Continuing from a breakpoint with multiple threads

[I’m trying to make TestBreakAfterJoin work on Windows.]

I’m unclear how continuing from a breakpoint in a multi-threaded inferior is supposed to work.

A breakpoint is set, and the inferior runs until one of its threads hits the breakpoint. The user then selects continue.

The thread that had hit the breakpoint has a thread plan type of ThreadPlanStepOverBreakpoint, which causes all of the other threads to be set to state eStateSuspended. The thread that had hit the breakpoint then steps beyond the breakpoint, and the breakpoint is restored. The thread is then resumed again.

But the other threads are all still suspended, causing the inferior to deadlock.

The question is: Where should the other threads have their resume states set back to a running state?

Adrian

When stepping over a breakpoint, the ThreadPlanStepOverBreakpoint gets pushed, handles the single instruction step - during which it does suspend the other threads - then it gets popped. When you next resume, whatever plan was handling the stepping before the breakpoint was hit will resume with whatever policy for running other threads it was using.

....

WHAT YOU SHOULD DO:
Carry the forum thread on continuing from a breakpoint with multiple threads forward from its final sentence.

Dataset items

....

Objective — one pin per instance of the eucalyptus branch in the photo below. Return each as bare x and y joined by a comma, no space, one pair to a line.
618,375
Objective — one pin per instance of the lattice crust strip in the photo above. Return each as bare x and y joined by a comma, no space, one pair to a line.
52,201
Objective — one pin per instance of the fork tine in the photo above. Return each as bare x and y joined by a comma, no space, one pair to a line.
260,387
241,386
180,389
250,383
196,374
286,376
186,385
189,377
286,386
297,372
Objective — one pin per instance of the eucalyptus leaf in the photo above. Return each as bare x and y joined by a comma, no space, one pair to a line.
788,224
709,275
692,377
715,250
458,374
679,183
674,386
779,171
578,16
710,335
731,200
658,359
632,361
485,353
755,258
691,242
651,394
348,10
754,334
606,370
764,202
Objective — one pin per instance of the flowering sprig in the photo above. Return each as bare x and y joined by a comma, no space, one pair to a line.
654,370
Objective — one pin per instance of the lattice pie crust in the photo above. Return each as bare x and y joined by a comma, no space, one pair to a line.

....

RESULT OF THIS EXERCISE:
So it's up to the plan that was on the stack before the "StepOverBreakpoint" was pushed to decide this. Most of the more complex plans (like step-over/step-into) try to keep the other threads from running if possible (unless the user instructed otherwise) but they also will let all the threads run if there's something going on that might deadlock. For instance, if you are doing "next" and we step through straight-line instructions in a function, we will only run the one thread you are stepping in (by default, you can control this with options to the "thread step-over" command. But if we step into a function, we set a breakpoint on the return address and then run with all threads resumed because stepping out of a function could run arbitrary code.

Anyway, was this a theoretical question, or do you have some instance where you are actually seeing a deadlock?

Jim

Thanks for the info.

This is not theoretical. I’m trying to get TestBreakAfterJoin to pass on Windows. Step 1 was to convert it use instead of <pthreads.h>. Step 2 was to fix some minor issues in TargetThreadWindows.

But now the inferior deadlocks because the one thread that’s not suspended is waiting on the ones that are. Once the ThreadPlanStepOverBreakpoint plan is popped, the current plan is ThreadPlanBase, which, as far as I can tell, does nothing to resume suspended threads.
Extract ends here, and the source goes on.